Selon l’Institut Mandela, un centre palestinien d’assistance aux prisonniers, vingt-quatre de ces femmes sont mariées. Le 2 mai dernier, trois d’entre elles – Samar Subayh, Manal Ghanem et Mirfet Taha – ont accouché dans leurs cellules. Toutes se plaignent de leur incarcération avec des détenues israéliennes de droit commun. « Elles nous agressent et nous insultent à longueur de journée », raconte une prisonnière palestinienne qui affirme avoir été, maintes fois, torturée. Corroborée par d’autres témoignages, l’accusation est reprise dans les rapports de nombreuses organisations des droits de l’homme dont Amnesty International et B’Tselem, une ONG israélienne qui milite pour la défense des droits humains dans les Territoires palestiniens. La torture est une pratique courante, qui s’ajoute aux mauvaises conditions de détention : cellules surpeuplées ou isolement total.
Face à ces pratiques, les réactions des détenus varient. Il y a ceux qui observent des grèves de la faim dans l’espoir d’obtenir une amélioration de leurs conditions de détention. Ce fut le cas en novembre 2005 et en mars 2006 d’Abderrahim Mellouh, secrétaire général adjoint du FPLP et d’une dizaine de ses codétenus à Ofer. Certains succombent au désespoir. « Au centre de détention militaire de Meggido, peut-on lire dans un rapport d’Amnesty International publié en 1998, Marwane Maali a été incarcéré en août et s’est suicidé en septembre. » Le cachot du militant palestinien était, poursuit l’ONG, « inapproprié au logement d’un être humain ».

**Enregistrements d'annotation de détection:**
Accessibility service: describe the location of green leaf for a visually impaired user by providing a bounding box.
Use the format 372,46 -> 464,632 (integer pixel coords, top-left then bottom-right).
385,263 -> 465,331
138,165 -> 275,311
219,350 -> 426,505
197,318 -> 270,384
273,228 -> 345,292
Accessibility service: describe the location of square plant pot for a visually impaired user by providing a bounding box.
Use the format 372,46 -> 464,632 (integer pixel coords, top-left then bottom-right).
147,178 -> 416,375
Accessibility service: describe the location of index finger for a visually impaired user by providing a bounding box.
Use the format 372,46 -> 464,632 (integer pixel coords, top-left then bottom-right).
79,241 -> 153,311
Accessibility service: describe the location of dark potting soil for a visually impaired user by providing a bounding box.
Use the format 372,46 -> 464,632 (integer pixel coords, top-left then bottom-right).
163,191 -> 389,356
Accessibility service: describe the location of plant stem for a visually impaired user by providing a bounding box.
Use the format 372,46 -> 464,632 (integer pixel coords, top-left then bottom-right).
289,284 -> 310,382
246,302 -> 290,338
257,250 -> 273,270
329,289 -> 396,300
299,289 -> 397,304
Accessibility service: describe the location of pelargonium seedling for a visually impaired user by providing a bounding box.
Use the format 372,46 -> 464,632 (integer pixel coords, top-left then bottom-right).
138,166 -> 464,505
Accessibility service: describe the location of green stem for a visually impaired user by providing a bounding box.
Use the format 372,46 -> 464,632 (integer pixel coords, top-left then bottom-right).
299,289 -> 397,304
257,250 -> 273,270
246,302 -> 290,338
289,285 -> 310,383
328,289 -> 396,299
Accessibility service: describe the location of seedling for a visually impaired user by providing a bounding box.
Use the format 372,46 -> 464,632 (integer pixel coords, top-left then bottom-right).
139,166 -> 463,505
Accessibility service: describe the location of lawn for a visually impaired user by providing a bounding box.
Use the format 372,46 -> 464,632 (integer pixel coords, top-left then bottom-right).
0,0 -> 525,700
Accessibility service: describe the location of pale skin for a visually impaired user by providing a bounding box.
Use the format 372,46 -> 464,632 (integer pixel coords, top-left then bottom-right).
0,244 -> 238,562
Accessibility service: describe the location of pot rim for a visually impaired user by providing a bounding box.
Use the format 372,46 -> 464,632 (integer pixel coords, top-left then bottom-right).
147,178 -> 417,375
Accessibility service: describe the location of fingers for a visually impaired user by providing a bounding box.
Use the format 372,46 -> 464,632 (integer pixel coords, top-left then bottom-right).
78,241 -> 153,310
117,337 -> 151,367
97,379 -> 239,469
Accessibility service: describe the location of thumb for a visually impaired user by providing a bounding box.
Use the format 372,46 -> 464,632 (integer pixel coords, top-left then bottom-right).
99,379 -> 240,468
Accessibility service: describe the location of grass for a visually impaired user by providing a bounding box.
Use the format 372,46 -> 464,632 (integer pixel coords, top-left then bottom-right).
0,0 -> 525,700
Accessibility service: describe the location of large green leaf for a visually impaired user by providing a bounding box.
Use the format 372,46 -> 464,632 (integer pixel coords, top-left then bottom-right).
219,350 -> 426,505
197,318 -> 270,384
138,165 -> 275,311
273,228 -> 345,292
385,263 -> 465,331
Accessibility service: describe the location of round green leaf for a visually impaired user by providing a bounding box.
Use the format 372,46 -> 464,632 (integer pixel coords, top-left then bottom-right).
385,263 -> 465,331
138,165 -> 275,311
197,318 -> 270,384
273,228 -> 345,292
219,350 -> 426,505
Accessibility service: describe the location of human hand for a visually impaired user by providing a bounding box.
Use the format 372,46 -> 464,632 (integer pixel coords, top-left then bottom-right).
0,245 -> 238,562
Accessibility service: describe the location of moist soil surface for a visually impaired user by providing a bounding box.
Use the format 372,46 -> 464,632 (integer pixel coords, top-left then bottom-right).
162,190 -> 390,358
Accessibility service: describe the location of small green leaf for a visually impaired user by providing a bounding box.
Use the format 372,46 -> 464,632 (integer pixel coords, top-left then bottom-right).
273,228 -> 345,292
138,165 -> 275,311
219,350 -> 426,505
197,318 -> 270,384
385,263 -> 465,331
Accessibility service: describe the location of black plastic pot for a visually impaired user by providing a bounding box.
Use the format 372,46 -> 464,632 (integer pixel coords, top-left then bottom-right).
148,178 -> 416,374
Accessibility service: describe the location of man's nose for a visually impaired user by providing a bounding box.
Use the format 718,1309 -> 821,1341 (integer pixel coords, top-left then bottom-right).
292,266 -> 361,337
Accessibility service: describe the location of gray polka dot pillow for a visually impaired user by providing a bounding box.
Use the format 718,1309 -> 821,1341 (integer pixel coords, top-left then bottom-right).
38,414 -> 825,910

**À faire:**
Pouvez-vous citer mot pour mot le passage du texte sur les prisonniers palestiniens qui va de « Selon l’Institut Mandela, un » jusqu'à « ou isolement total. » inclus ?

**Résultat attendu:**
Selon l’Institut Mandela, un centre palestinien d’assistance aux prisonniers, vingt-quatre de ces femmes sont mariées. Le 2 mai dernier, trois d’entre elles – Samar Subayh, Manal Ghanem et Mirfet Taha – ont accouché dans leurs cellules. Toutes se plaignent de leur incarcération avec des détenues israéliennes de droit commun. « Elles nous agressent et nous insultent à longueur de journée », raconte une prisonnière palestinienne qui affirme avoir été, maintes fois, torturée. Corroborée par d’autres témoignages, l’accusation est reprise dans les rapports de nombreuses organisations des droits de l’homme dont Amnesty International et B’Tselem, une ONG israélienne qui milite pour la défense des droits humains dans les Territoires palestiniens. La torture est une pratique courante, qui s’ajoute aux mauvaises conditions de détention : cellules surpeuplées ou isolement total.